ИСХОДНЫЙ ТЕКСТ:
######
Алексей Меняйлов - Понтий Пилат. Психоанализ не того убийства стр 61.

Шрифт
Фон

В "Мастере…" тема отрезанной мужской головы вообще на грани навязчивости. Прежде всего это, казалось бы, с внутренним сюжетом почти никак не связанная отрезанная голова Берлиоза. В романе Булгакова больше всего запоминается именно отрезанная голова, подобно тому как в "Руслане и Людмиле" Пушкина не запоминают ничего, кроме отделённой головы - гигантской! - которую… м-м-м… не помню что, помню только голову, да ещё копьё, которым копьеносец (!) Руслан, сокровенный символ русского жречества, пронзает этой голове язык… Кстати, Берлиоз почти что мастер, своеобразный дубликат её любовника - он отрицает историчность Иисуса, тем отрицая (пусть косвенно) вину жены Пилата в Распятии. Берлиоз казнён подручными Маргариты (они были подручными не только на самом Великом шабаше, но и в период его подготовки) в тот период, когда мастеру удалось от Маргариты спрятаться - в попытке откупиться имитацией безголовья.

Эта тождественность действий "прекраснейших" не может быть случайной.

глава девятая
Кровь мужчины для обнажённой женщины

Маргарита ощутила солёный вкус на губах и поняла, что её моют кровью. ‹…›

Но кое-что вознаградило Маргариту… Это - та почтительность, с которою стали относиться к ней Коровьев и Бегемот. ‹…›

…Гелла и Наташа, утешая её, опять повлекли её под кровавый душ, опять размяли её тело, и Маргарита вновь ожила. ‹…›

В тот же момент что-то сверкнуло в руках Азазелло, что-то негромко хлопнуло как в ладоши, барон стал падать навзничь, алая кровь брызнула у него из груди и залила крахмальную рубашку и жилет. Коровьев подставил чашу под бьющуюся струю и передал наполнившуюся чашу Воланду. Безжизненное тело барона в это время уже было на полу.

- Я пью ваше здоровье, господа, - негромко сказал Воланд и, подняв чашу, прикоснулся к ней губами.

Тогда произошла метаморфоза. Исчезла заплатанная рубаха и стоптанные туфли. Воланд оказался в какой-то чёрной хламиде со стальной шпагой на бедре. Он быстро приблизился к Маргарите, поднёс ей чашу и повелительно сказал:

- Пей!
######
МАТЕРИАЛ:

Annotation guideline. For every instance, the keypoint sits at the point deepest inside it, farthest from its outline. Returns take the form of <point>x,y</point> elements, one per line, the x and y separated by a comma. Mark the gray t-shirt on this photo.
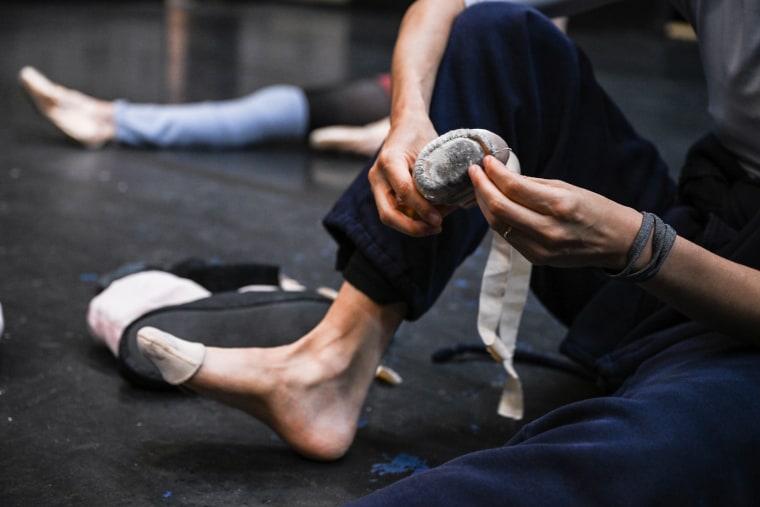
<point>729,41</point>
######
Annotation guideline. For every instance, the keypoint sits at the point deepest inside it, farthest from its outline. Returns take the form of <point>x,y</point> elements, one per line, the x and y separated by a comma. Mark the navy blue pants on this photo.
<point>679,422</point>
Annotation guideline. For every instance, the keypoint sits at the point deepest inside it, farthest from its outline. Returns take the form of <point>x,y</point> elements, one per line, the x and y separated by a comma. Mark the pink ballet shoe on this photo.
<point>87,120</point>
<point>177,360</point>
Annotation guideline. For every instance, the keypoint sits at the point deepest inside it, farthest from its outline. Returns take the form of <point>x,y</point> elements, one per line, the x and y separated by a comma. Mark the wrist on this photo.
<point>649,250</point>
######
СПИСОК ЗАДАНИЙ:
1 – Объясните в одном–трёх предложениях, почему в тексте о «Мастере и Маргарите» Берлиоз назван «почти что мастер».
2 – Переведите на английский предложение из текста о «Мастере и Маргарите»: «Коровьев подставил чашу под бьющуюся струю и передал наполнившуюся чашу Воланду».
3 – Продолжите текст о «Мастере и Маргарите» после его последнего предложения.
Эти данные для работы не нужны.

РАЗОБРАННЫЕ ЗАДАНИЯ:
1 – Берлиоз отрицает историчность Иисуса и тем самым, пусть косвенно, отрицает вину жены Пилата в Распятии. Поэтому автор видит в нём своеобразного двойника мастера.

2 – Koroviev held the cup under the gushing stream and passed the filled cup to Woland.

3 –
М.Булгаков. Мастер и Маргарита. Глава 23 ("Великий бал у сатаны")

Мотив мужской крови, волной изливающейся на обнажённое тело женщины, и притом женщины не из простых, а по духу патрицианки (царицы, главной ведьмы, королевы красоты и т. п.) встречается, разумеется, не только в "Мастере…" и "Понтии Пилате", но повсюду - в религиозных культах, уголовной хронике, образах, создаваемых художниками, великими и не очень.

Волна крови, изливающейся на обнажённое женское тело, отнюдь не абстракция, не отвлечённый символ, но мощный выплеск чего-то глубинного, подсознательного, идущего из родового прошлого и потому волнующего, приковывающего внимание не только художника или жреца, но и зрителя. Этот сокрытый внутренний стержень не ограничивается только лишь нашим интересом, но и управляет многими нашими поступками. Причём далеко не ограничиваясь теми, которые принято называть неадекватными (культ отсечённой головы возлюбленного, например).

Понимание истинных причин не только преступлений, но и многих привычных и лишь потому ненаказуемых поступков, весьма важно.

Судя по текстам "Мастера…" и "Понтия Пилата", в волне мужской крови, изливающейся на обнажённую женщину, просматривается тайный стержень, который связан и с Понтием Пилатом, и с казнью на Голгофе, и вообще с событиями, в древности притянувшимися к одному из дворцов Ирода Великого. Иными словами, провоцирование потоков крови, текущих по обнажённому телу привлекательной женщины, - лишь один из многих выбросов подсознания, являющих некую сокрытую в нас тайну, весьма и весьма для нас значимую.

Дело не в притягательности крови как таковой и не в привлекательности обнажённого женского тела на банальном уровне - не поэтому умнейшие, вдумчивые люди вновь и вновь перечитывают именно "Мастера…", причём со всё возрастающим напряжением. Да и сам Булгаков, помнится, работал над романом явно не ради выгоды и славы: 12 лет он напряжённо работал без всякой надежды на прижизненную публикацию. Даже умирая (в биологическом смысле), он продолжал править роман, а почти предсмертные слова его были: "Чтоб знали!.. Чтоб знали!.." Так беллетристику не пишут.

Уровней недопонимания"Мастера…" много.

Понимание булгаковского романа можно уподобить своеобразной лестнице, каждую из последующих ступеней которой достигает всё меньше и меньше людей.

Первый раз я прочитал "Мастера…", помню точно, в 1974 году, когда мне было 17 лет. Это был переплетённый журнальный вариант (журнал "Москва", 1966–1967 годы), который прошёл в академической среде через десятки, если не сотни рук, его благоговейно передавали по цепочке с интригующим сопроводительным шепотком насчёт грандиозных цензурных купюр. Вообще "Мастер…" интересен по тем временам был уже одной своей запрещённой темой.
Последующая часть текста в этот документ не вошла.